Natural-language object grounding data:
○ ○ ○

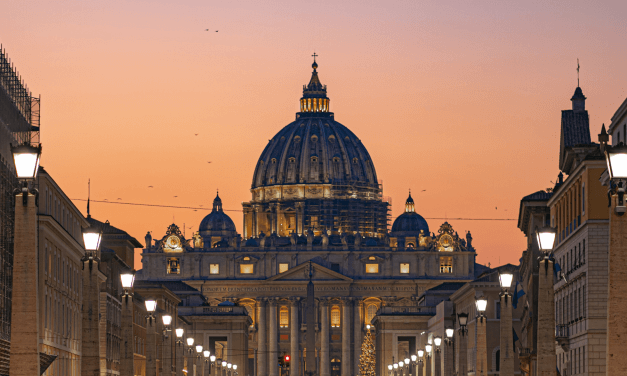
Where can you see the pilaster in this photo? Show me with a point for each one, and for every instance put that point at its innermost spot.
(24, 351)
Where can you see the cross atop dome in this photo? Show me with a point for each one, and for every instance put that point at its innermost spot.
(314, 94)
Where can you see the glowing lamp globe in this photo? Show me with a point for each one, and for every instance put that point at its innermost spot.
(26, 159)
(450, 332)
(616, 157)
(167, 319)
(91, 238)
(151, 305)
(482, 304)
(546, 238)
(127, 280)
(506, 280)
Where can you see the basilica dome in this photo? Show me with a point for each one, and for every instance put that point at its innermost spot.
(409, 223)
(217, 223)
(315, 148)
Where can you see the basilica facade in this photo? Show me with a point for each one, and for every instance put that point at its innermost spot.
(316, 212)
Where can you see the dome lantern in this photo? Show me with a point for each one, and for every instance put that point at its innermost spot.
(409, 204)
(314, 94)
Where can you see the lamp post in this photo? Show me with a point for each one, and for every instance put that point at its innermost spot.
(198, 358)
(24, 352)
(482, 345)
(507, 345)
(546, 363)
(166, 362)
(127, 361)
(206, 354)
(616, 351)
(151, 338)
(90, 357)
(179, 351)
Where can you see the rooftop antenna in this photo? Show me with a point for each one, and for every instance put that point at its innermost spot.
(88, 196)
(577, 72)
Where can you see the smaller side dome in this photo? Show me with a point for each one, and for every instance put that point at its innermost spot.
(217, 223)
(409, 223)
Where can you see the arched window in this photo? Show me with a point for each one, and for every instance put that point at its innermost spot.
(284, 320)
(335, 317)
(371, 312)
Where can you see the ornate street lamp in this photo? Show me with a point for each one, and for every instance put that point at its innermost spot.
(449, 336)
(128, 279)
(616, 157)
(482, 304)
(26, 158)
(437, 341)
(179, 335)
(546, 240)
(462, 319)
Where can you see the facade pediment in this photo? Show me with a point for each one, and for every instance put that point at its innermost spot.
(301, 273)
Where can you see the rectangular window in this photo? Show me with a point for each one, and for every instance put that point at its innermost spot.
(173, 266)
(246, 268)
(446, 264)
(214, 269)
(372, 268)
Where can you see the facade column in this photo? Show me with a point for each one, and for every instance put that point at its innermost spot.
(346, 333)
(482, 367)
(127, 361)
(90, 358)
(358, 331)
(324, 338)
(546, 320)
(294, 338)
(507, 342)
(273, 340)
(262, 342)
(616, 351)
(24, 352)
(151, 347)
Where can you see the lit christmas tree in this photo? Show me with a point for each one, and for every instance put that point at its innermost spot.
(366, 359)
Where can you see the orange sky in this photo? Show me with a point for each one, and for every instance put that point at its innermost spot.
(459, 98)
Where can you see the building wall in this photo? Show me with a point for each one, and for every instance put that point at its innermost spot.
(60, 283)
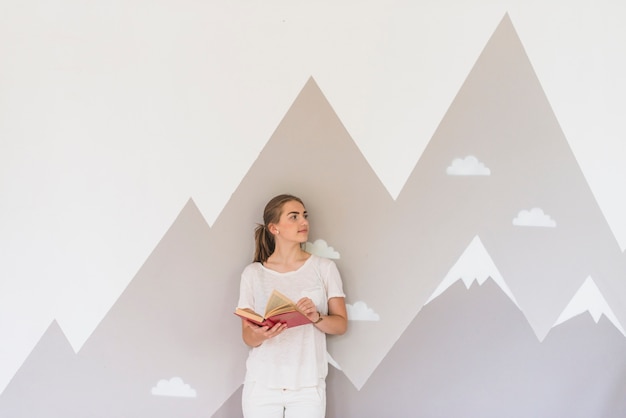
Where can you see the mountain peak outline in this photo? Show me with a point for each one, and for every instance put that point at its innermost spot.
(589, 298)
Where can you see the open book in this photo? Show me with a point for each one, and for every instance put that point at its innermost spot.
(279, 308)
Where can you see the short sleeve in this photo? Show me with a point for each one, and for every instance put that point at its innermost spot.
(332, 279)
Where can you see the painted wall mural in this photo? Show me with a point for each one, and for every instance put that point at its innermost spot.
(492, 286)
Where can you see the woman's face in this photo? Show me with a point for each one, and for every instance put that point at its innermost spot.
(293, 225)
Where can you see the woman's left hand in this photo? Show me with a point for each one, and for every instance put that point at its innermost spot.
(307, 306)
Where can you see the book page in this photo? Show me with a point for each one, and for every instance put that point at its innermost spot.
(278, 303)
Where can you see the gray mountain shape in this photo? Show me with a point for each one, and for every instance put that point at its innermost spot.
(502, 116)
(165, 324)
(472, 353)
(174, 318)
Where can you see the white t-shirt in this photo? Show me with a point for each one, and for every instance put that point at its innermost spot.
(295, 358)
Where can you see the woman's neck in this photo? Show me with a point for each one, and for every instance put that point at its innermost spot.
(287, 259)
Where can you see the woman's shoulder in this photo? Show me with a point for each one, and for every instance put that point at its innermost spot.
(320, 261)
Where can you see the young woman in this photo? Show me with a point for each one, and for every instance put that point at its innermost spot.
(287, 367)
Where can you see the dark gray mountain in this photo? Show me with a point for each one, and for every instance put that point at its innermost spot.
(471, 353)
(502, 117)
(175, 319)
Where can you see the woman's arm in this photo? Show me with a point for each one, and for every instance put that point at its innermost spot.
(336, 322)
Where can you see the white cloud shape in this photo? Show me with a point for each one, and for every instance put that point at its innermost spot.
(534, 217)
(322, 249)
(173, 387)
(468, 166)
(361, 312)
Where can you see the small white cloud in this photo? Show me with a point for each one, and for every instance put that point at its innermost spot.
(361, 312)
(534, 217)
(468, 166)
(322, 249)
(173, 387)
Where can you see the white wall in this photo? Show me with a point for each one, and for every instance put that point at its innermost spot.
(113, 114)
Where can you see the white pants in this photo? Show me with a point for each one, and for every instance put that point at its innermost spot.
(259, 401)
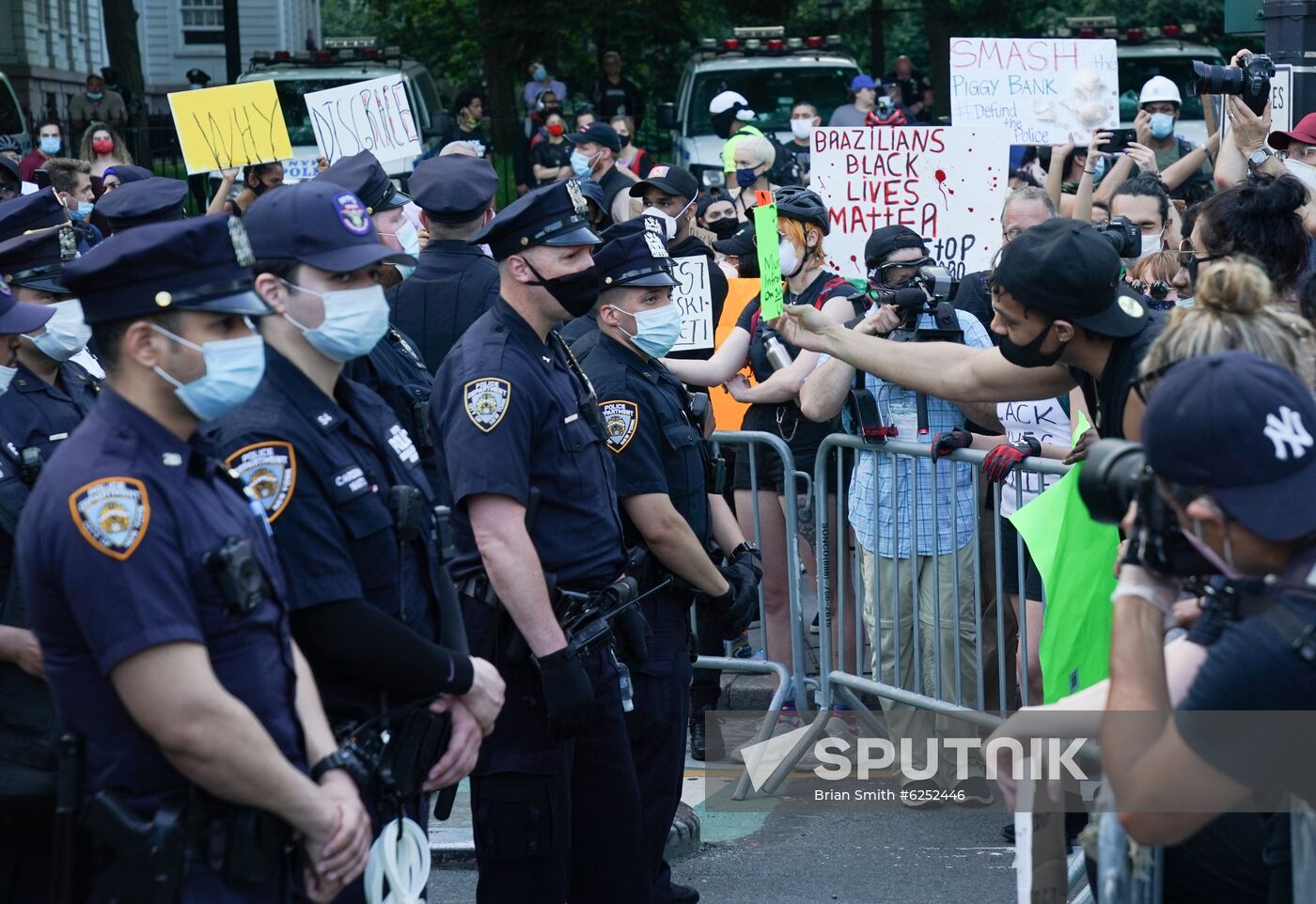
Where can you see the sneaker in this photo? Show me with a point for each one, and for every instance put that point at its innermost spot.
(974, 791)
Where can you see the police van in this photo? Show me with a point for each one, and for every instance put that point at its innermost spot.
(772, 71)
(344, 61)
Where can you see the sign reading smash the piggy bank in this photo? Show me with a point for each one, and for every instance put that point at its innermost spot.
(1042, 89)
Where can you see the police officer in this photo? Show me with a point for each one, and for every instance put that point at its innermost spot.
(662, 465)
(50, 394)
(140, 201)
(537, 535)
(454, 282)
(341, 482)
(160, 601)
(26, 742)
(394, 367)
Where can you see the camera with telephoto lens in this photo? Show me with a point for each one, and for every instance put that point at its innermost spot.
(1124, 237)
(1116, 474)
(1250, 81)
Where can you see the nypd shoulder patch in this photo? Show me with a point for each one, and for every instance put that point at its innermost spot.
(621, 417)
(112, 515)
(269, 473)
(486, 401)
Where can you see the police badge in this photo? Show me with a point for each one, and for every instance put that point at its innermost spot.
(112, 515)
(621, 418)
(486, 401)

○ ○ ○

> _REQUIRED ACTION_
A word-for-word copy of the records is required. Leave out every picture.

> _WRITTEN ANSWER_
Where can you see the pilaster in this photo? Show me with a point for each one, and for every instance put that point at its innermost spot.
(24, 351)
Where can you see the cross atop dome in this photo? Show me with a point for each one, and for every instance put that point at its innermost spot.
(314, 94)
Where can you see the glowing lamp globe in this photo? Show me with a point for each one, and for every instance put that point at its innermost spot.
(26, 159)
(450, 332)
(616, 157)
(167, 319)
(91, 238)
(151, 305)
(482, 304)
(546, 238)
(127, 280)
(506, 280)
Where can you see the basilica dome in this photo? Show me with a point for each one, and for every instance put that point at its innermost spot.
(409, 223)
(217, 223)
(315, 148)
Where can you see the basilica facade in this photo? Show me with a point for each one, and for every instance put that point at its innermost spot.
(316, 212)
Where can you see the dome lantern in this photo? Show me with a point for each one, and for every instance put that point at its innermost spot.
(409, 204)
(314, 94)
Where can you see the lamp post in this photo? Show me with a point for each one, and for every instance put that point at its innermost spot.
(198, 358)
(24, 352)
(482, 345)
(507, 345)
(546, 363)
(166, 362)
(127, 361)
(206, 354)
(616, 351)
(151, 338)
(90, 357)
(179, 351)
Where can you see the rooftop antenna in this photo? Show me with a point for each one, and for every instance put that point at its innermost spot.
(88, 196)
(577, 72)
Where can you see the smaller side dome in this photo? Show me with a point for each one, and for every instance put that point at its innermost spot.
(217, 223)
(409, 223)
Where can you see the arched window in this photo? Show me with a point for each one, and for every instance put that point at its innermost spot.
(284, 320)
(335, 317)
(371, 312)
Where can you see the ornate street lamp in this photo? Show me with a point for each one, and for every instance put that point at its innermost spot.
(449, 336)
(128, 279)
(616, 157)
(482, 304)
(26, 158)
(437, 341)
(179, 335)
(546, 240)
(462, 319)
Where can you see the facade pediment in this photo? Show me with a point for each one, and for every instance put that point at its innermost spot.
(301, 273)
Where can you see the rectangular window in this photo? Show me with a point for each one, and for every instance put that point at its innermost spot.
(173, 266)
(246, 268)
(446, 264)
(214, 269)
(372, 268)
Where can you see the facade column in this photo? Show me with a point for each one, and for every instance put that point at its innermost spot.
(346, 333)
(482, 367)
(127, 361)
(90, 358)
(358, 331)
(324, 338)
(546, 320)
(294, 338)
(507, 342)
(273, 340)
(262, 342)
(616, 351)
(24, 352)
(151, 347)
Where can you see the lit christmas tree in this photo? Show me with a point for each one, and for every instance put that point at its innermost spot.
(366, 359)
Where can you see the orange sky in this photo? Show me with a point for each one, and for every instance put that point at its innermost spot.
(459, 98)
Where can you see the building wall in this photo? Show me with a point for each one, and for every instance put that point at its innermost spot.
(60, 283)
Where can you see the mountain peak outline in this photo? Show me with a point for each one, and for every instance put that point at its innermost spot.
(589, 298)
Where can you see the open book in this photo? Show me with a point for each one, and for every instance put that point at its innermost spot.
(279, 308)
Where can you see the short sleeve in this photo? Show me with a point for each one, and for every instance put that point at its innermost spot.
(332, 279)
Where can you see the painted wall mural in this photo? Show me with a point for each one, and for every instance put that point at its innermost spot.
(492, 286)
Where can you see the woman's face in this photo? Show me with a point for each one, and for every instance put that point at its innermost spot.
(293, 225)
Where can you see the woman's left hand in this photo? Show me with a point for each one, and for every instance put that point at its innermost spot.
(307, 306)
Where can you see the book page in this photo? Show me with a point for each one, and for every instance put that point at its innermost spot.
(278, 303)
Where can you see the gray mountain shape in this photo? Show me with a point for each one, and for every instance put that point at its innermost spot.
(502, 116)
(165, 324)
(472, 353)
(174, 318)
Where can you see the white t-shirt in this photo? Show me with a point for each one, and for every instance put that point at its innermost spot.
(295, 358)
Where can you see the woman's neck in this photo? Show me with a point for each one, and for every instance put that point at its innermost spot.
(287, 259)
Where can you see the woman's shoulder in this photo? Show me with a point for each one, and for every instance put that point at its innermost spot.
(320, 261)
Where can you see the young woman in this photo? Show me with a point for each one, and for every instance put that point at its innermost spot.
(287, 367)
Where can you see the dark gray mountain in this photo? Show me with a point for each one, and for every instance put that point at its innermost spot.
(471, 353)
(502, 117)
(175, 319)
Where can you see the woman's arm in this photo? Show me with a point for each one, and for every instance put that point at its innermost spot.
(336, 322)
Where can you see the white cloud shape in this photo? Show me with a point for each one, and for every instance put that point at its innermost spot.
(534, 217)
(322, 249)
(173, 387)
(468, 166)
(361, 312)
Where can you see the small white cloud in this photo? Show me with a point for each one, and for every instance put that point at its innermost spot.
(361, 312)
(534, 217)
(468, 166)
(322, 249)
(173, 387)
Where can you see the white wall in this photo? Show me with a point for each one, and for every instance put that point at its innermost spot.
(113, 114)
Where can you see the white pants in this photo? Show me with a point for each one, and for every instance put that point at its innermost spot.
(259, 401)
Where can you see the sneaker in this photo? Show me with a point for each one, and for every instance put that point at its innermost spot.
(974, 791)
Where can you see the police van in this photo? Show me with a point for each one, and for every instance put that point at its innermost spot.
(772, 71)
(344, 61)
Where can you see the sign reading smash the piggy bank in this photo? Show me with a point for each one, and for every instance put that point at its innermost spot.
(1042, 89)
Where can you see the police officer in this photo? Show me with a point for each one, and for every instance put that point at its innermost spot.
(662, 465)
(50, 394)
(140, 201)
(537, 535)
(454, 282)
(341, 482)
(160, 601)
(26, 742)
(394, 367)
Where can you see the camera with telephoto lens in this photo? Show me with a point for each one, and for every instance put that point at its innermost spot.
(1124, 237)
(1116, 474)
(1250, 81)
Where can you see the nypd shoulder patch in this photo? Show me with a point for each one, and for every instance put that point at its innermost spot.
(621, 417)
(112, 515)
(269, 473)
(486, 401)
Where can you see the police badge in this photo? Show me with a point for each one, and for every instance put that point at its innermost spot.
(112, 515)
(621, 418)
(486, 401)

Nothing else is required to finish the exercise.